═══ Data lines ═══

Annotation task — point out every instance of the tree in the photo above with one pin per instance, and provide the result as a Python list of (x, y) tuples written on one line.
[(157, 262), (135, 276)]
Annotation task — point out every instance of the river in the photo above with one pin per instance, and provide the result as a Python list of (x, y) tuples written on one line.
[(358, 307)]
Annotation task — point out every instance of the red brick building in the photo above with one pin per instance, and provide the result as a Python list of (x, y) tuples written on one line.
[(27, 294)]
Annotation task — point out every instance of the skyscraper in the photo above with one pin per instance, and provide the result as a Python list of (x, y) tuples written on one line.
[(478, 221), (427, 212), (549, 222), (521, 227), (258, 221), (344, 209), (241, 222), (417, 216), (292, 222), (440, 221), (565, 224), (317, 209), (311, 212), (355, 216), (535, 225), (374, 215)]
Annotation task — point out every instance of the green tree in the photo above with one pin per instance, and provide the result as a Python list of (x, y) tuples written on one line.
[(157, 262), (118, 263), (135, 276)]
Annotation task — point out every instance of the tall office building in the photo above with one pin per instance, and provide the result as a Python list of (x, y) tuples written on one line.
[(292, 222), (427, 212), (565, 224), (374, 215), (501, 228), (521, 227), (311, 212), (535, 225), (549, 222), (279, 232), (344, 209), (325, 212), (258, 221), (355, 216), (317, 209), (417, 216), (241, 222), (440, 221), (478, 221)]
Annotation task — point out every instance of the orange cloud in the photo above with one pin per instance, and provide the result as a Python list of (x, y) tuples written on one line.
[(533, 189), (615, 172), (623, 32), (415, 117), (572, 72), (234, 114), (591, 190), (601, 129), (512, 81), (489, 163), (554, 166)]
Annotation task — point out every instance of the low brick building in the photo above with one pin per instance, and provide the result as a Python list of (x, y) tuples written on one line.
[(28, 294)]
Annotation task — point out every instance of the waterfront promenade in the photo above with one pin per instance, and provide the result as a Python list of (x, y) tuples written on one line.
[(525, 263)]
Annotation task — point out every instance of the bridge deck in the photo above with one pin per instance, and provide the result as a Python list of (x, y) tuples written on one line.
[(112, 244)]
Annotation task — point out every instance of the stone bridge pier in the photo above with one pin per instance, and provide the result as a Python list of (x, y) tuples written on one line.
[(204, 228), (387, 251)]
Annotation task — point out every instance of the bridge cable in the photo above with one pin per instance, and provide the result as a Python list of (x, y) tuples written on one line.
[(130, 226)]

═══

- **Work instructions**: Can you convert the records above into a two-column CSV with the header "text" and "answer", one row per record? Put each record's text and its answer in a single quoted field, and replace any line breaks with spaces.

- **Correct response**:
text,answer
"Annotation task — point out every instance of the tree in the photo above with one pin per instance, and provide the result as a Python list of (x, y) tuples written on one line.","[(157, 262), (135, 276)]"
"Annotation task — point out every instance of the river in the photo above with one pin per instance, and provide the result as a Python list of (x, y) tuples written on one line.","[(358, 307)]"
"Annotation task — point out every instance of the red brick building in the photo above with one pin per instance, and provide the result as a Python list of (x, y) tuples written on one line.","[(27, 294)]"
"Annotation task — point out every instance of the skyscraper in the photo above with one pin per instance, and provide the result as a Python list of (x, y) tuples written on one line.","[(478, 221), (427, 212), (549, 222), (521, 227), (258, 221), (344, 209), (241, 222), (417, 216), (292, 222), (440, 221), (565, 224), (317, 209), (311, 212), (355, 216), (535, 225), (374, 215)]"
"Annotation task — point out every instance of the green tree in the photo above with one pin per instance, and provide the result as a Python list of (x, y) tuples written on one line.","[(157, 262), (118, 263), (135, 276)]"
"Annotation task — point out every instance of the tall office building in the photo above with one pin per instance, and provide the result as a Python list of (x, y) tuples written on one line.","[(292, 222), (427, 212), (565, 224), (374, 215), (501, 228), (521, 227), (311, 212), (535, 225), (549, 222), (279, 232), (344, 209), (325, 212), (258, 221), (355, 216), (317, 209), (417, 216), (241, 222), (440, 221), (478, 221)]"
"Annotation task — point out every instance of the orange cloud in the photo above with one pin per instance, and provide the result as a Python list of (x, y) tuples written on one line.","[(533, 189), (615, 172), (623, 32), (415, 117), (572, 72), (234, 114), (591, 190), (601, 129), (512, 81), (489, 163), (554, 166)]"
"Annotation task — point out every instance of the low brick building in the photo above with one pin per instance, and provide the result as a Python list of (x, y) tuples written on one line.","[(28, 294)]"
"Annotation task — point out every instance of the waterfront promenade in the photo above with one pin per instance, and provide the result as a Python list of (x, y) tuples written on one line.","[(525, 263)]"
"Annotation task — point out every instance of the bridge deck in the photo above with one pin per instance, and provide the result as a Python list of (x, y) tuples written on one line.","[(112, 244)]"
"Annotation task — point out every instance of the stone bridge pier in the photo above with one pin per instance, and provide the result as a Python list of (x, y) tuples written on one line.","[(204, 228), (387, 251)]"
"Annotation task — point out every instance of the bridge cable in the photo above with one pin per instance, and provide the result as a Python list of (x, y) tuples written on one line.","[(130, 226)]"